### [EXERCISE 1]
Please extract every line of the records that contains the word "forearm".
#### PAGE EXTRACT ####
Californian crypto bank Silvergate has suspended dividend payments to preserve its “highly liquid balance sheet.”
In a January 27 statement, the company stated that it was discontinuing “the payment of dividends on its fixed-rate 5.375% non-cumulative perpetual preferred stock, Series A, in order to preserve capital.”
The company outlined that it made the decision to weather the crypto winter storm, but stressed that it still maintains a “cash position in excess of its customer deposits related to digital assets.”
“This decision reflects the Company’s focus on maintaining a highly liquid balance sheet with a strong capital position while navigating recent volatility in the digital asset industry.”
“The company’s Board of Directors will reassess the quarterly dividend payment as market conditions evolve,” the company added.
The announcement comes just 11 days after the company posted a $1 billion net loss in its fourth quarter 2022 report on Jan. 17. Silvergate attributed its poor performance to sour general market sentiment, which has seen investors take a “risk averse” approach over the past year.
In the fourth quarter report, Silvegate CEO Alan Lane also used similar language to the latest announcement, noting that the company remains bullish on the cryptocurrency sector, but is working to maintain “a highly liquid balance sheet with a strong capital position.
#### ENTRIES ####
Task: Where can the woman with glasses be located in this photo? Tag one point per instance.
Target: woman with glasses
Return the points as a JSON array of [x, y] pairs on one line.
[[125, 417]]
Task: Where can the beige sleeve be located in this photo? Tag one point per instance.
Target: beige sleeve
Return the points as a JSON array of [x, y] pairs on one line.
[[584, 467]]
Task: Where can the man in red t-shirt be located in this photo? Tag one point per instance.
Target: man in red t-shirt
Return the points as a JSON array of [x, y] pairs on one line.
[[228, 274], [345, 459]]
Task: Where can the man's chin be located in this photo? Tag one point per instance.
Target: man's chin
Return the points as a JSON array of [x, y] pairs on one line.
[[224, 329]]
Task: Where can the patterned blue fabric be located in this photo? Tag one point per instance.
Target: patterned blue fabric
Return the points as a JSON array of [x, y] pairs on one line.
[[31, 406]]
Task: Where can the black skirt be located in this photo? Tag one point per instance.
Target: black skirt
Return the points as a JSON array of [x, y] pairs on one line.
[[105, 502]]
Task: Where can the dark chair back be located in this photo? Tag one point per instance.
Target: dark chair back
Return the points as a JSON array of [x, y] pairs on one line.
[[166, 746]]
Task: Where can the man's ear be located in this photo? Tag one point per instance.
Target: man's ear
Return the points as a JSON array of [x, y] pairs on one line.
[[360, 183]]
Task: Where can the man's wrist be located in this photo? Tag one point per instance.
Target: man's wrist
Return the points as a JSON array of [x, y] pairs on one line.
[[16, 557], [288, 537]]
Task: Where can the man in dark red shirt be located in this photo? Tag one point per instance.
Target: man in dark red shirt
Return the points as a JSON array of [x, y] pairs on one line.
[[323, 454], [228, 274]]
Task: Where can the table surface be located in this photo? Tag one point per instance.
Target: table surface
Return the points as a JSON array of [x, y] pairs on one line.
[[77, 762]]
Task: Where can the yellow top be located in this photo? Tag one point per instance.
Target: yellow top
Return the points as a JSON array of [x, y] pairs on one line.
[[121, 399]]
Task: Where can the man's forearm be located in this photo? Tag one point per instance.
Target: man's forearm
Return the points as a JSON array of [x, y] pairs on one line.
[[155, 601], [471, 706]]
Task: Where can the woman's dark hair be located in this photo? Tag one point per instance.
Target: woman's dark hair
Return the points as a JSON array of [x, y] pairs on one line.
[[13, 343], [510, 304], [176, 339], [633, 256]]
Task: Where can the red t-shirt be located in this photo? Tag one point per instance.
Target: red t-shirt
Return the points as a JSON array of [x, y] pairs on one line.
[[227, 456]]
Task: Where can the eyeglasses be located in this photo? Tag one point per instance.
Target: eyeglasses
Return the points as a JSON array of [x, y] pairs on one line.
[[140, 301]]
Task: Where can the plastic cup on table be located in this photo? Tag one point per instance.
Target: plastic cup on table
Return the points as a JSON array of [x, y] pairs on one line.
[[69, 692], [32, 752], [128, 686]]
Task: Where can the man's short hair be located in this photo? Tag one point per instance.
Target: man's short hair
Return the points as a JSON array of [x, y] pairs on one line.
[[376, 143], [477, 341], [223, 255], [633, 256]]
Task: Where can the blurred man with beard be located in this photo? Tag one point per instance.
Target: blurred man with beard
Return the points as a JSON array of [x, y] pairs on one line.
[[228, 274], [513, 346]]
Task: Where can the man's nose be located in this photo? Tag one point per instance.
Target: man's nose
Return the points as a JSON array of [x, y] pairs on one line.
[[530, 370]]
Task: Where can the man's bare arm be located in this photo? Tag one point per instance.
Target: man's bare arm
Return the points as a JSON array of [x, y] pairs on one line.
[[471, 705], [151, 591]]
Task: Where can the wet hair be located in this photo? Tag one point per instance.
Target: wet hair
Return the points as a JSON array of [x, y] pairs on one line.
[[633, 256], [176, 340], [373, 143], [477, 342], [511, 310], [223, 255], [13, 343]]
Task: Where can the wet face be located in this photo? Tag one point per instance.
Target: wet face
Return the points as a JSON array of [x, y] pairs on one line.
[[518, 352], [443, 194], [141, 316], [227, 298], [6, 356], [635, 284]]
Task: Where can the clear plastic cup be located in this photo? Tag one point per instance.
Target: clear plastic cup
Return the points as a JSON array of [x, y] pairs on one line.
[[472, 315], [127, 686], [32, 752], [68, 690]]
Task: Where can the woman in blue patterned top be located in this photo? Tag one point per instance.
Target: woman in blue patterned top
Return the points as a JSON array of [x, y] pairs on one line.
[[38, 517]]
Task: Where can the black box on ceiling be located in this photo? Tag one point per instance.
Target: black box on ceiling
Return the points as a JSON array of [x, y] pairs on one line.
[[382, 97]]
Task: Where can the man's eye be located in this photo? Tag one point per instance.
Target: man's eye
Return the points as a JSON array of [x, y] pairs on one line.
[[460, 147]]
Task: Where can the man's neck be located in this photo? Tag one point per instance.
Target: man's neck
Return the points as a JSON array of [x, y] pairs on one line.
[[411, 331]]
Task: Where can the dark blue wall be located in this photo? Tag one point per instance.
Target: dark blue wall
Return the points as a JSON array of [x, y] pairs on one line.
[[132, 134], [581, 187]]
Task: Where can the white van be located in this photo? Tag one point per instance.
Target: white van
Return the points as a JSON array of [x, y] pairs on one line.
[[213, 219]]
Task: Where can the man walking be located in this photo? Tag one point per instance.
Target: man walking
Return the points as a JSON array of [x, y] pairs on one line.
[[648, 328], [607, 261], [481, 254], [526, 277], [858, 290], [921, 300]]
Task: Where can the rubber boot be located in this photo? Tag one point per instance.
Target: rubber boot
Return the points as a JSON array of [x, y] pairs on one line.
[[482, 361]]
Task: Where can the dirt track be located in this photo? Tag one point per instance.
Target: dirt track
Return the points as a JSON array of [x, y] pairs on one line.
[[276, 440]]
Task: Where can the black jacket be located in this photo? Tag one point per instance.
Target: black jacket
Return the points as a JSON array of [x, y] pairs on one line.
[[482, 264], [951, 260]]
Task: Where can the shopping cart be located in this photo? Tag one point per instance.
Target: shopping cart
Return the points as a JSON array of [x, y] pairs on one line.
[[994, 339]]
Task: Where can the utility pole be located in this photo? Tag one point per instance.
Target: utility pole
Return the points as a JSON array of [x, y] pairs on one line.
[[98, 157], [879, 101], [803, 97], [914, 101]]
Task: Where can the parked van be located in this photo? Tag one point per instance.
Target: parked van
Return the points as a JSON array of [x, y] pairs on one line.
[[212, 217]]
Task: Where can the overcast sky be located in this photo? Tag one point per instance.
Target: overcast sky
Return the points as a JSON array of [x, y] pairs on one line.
####
### [EXERCISE 2]
Reproduce the Silvergate article from "The announcement comes" to "the past year.", swapping out "investors" for "traders".

### [FINISHED ANSWER 1]
Task: Where can the man's forearm be located in this photo? Tag one point per instance.
Target: man's forearm

### [FINISHED ANSWER 2]
The announcement comes just 11 days after the company posted a $1 billion net loss in its fourth quarter 2022 report on Jan. 17. Silvergate attributed its poor performance to sour general market sentiment, which has seen traders take a “risk averse” approach over the past year.